The task |
Rewrite the part of the records below that opens with the line containing "Q: For each instance of the navy" and closes with the line containing "(1038, 367)", keeping every line. Shift each answer coordinate by adding -100 to both its x and its y value.
[start]
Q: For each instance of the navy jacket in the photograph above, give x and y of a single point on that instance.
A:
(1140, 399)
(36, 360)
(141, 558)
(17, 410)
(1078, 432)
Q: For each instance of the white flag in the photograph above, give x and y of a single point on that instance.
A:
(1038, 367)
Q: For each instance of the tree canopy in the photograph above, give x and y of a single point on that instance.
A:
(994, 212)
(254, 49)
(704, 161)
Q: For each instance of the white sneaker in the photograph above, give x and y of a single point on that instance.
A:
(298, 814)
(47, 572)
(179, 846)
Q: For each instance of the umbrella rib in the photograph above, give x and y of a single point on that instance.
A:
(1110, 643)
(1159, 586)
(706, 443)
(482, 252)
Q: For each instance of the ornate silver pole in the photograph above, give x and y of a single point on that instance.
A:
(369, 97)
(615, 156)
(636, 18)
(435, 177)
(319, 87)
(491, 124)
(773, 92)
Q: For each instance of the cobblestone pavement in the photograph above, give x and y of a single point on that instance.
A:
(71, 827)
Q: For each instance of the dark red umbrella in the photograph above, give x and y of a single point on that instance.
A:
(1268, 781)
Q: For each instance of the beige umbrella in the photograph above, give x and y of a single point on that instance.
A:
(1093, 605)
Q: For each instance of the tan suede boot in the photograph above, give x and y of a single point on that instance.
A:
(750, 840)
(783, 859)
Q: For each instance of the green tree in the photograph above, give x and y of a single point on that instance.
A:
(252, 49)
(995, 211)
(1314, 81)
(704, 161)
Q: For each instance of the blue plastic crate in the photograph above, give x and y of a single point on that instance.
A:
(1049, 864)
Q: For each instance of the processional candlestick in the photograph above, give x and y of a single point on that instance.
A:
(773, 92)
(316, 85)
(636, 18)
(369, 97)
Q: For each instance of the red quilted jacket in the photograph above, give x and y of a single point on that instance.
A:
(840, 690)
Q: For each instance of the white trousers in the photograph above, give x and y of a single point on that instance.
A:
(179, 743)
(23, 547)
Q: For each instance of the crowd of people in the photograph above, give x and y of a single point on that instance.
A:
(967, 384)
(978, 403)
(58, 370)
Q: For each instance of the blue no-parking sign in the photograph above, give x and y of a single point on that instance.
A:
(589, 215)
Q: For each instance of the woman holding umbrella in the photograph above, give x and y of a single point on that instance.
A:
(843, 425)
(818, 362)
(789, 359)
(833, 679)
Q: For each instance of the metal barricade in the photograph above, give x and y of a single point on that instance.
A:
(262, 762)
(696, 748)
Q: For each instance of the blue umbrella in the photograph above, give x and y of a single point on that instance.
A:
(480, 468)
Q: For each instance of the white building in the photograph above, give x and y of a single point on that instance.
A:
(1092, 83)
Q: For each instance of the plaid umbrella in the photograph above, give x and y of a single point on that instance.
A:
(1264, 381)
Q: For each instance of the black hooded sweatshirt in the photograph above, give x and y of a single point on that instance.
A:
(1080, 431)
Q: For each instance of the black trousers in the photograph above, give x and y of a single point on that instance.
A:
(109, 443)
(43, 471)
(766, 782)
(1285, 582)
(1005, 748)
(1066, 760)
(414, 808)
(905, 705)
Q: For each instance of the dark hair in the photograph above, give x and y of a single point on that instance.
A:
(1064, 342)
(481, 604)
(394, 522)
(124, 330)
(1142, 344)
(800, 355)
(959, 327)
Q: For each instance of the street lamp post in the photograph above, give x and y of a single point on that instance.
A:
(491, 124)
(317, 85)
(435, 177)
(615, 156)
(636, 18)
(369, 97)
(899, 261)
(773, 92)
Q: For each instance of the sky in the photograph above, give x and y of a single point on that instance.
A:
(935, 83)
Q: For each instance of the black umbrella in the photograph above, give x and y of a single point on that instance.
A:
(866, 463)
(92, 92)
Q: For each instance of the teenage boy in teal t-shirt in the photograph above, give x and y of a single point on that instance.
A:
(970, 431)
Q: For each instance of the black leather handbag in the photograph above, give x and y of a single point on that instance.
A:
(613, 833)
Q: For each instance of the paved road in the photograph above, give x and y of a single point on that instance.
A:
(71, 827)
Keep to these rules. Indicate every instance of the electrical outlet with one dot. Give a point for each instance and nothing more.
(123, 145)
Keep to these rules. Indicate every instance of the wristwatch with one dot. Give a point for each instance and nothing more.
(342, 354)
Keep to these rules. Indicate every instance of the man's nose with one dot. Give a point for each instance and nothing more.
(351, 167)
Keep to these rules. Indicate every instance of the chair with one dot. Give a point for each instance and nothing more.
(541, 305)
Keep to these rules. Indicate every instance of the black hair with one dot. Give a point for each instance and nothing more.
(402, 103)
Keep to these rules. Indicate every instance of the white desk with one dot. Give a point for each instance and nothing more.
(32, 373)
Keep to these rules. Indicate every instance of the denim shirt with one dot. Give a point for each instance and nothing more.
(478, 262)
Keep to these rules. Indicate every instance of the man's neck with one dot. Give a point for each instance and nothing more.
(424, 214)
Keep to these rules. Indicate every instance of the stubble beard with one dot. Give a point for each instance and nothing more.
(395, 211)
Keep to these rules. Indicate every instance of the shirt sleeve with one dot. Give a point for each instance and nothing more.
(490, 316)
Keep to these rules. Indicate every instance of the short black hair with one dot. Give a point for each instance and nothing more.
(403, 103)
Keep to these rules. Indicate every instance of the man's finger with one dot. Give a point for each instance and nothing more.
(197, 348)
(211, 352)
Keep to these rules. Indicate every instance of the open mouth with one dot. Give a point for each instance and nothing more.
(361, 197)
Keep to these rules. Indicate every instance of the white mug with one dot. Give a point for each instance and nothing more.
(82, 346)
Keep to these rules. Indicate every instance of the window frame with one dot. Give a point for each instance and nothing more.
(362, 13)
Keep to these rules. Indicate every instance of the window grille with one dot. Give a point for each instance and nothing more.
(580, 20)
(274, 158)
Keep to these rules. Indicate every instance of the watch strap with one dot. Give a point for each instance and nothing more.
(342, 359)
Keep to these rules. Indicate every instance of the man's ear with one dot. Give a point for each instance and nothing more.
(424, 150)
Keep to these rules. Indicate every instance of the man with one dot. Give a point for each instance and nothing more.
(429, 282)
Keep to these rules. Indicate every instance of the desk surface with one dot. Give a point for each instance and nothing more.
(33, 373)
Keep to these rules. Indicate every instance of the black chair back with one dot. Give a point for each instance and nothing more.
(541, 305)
[end]
[start]
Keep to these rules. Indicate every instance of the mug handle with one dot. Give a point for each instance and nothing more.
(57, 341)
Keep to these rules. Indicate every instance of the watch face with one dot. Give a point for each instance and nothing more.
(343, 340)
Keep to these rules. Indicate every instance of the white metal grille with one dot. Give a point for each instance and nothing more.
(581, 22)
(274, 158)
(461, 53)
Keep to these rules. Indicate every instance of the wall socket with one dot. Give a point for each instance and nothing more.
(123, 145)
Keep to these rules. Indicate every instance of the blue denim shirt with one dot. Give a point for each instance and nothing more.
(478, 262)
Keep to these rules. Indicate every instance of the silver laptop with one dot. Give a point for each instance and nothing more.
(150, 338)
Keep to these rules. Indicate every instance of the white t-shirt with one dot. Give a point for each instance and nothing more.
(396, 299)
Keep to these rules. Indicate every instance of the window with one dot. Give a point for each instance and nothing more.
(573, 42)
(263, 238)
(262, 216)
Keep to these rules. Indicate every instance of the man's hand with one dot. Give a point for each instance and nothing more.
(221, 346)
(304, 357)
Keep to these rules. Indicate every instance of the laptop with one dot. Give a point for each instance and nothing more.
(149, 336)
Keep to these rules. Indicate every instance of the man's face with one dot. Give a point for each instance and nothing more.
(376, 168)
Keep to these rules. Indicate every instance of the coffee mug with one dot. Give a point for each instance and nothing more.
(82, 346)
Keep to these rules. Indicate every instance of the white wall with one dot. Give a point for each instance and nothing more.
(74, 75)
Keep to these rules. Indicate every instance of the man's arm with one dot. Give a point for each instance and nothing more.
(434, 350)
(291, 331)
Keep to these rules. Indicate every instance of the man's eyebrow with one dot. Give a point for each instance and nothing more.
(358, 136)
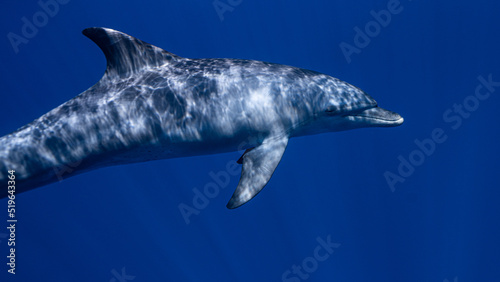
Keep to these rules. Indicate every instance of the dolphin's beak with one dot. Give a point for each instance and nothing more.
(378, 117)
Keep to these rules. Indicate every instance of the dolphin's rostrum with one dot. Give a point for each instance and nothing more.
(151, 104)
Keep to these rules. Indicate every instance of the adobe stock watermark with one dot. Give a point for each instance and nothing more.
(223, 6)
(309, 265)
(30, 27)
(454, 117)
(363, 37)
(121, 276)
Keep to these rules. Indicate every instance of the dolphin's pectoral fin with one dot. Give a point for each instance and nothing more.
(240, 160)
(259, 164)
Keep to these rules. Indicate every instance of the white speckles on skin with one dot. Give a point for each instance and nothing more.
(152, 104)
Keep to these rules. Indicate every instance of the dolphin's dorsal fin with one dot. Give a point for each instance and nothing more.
[end]
Task response |
Q: For each instance of the navy jacket in the photograph above, give x and y of a single point on that instance.
A:
(1040, 299)
(-64, 260)
(41, 458)
(-83, 310)
(978, 332)
Q: For each instance of the white flag in the photograph above, give x and y of a single point on that instance.
A:
(938, 267)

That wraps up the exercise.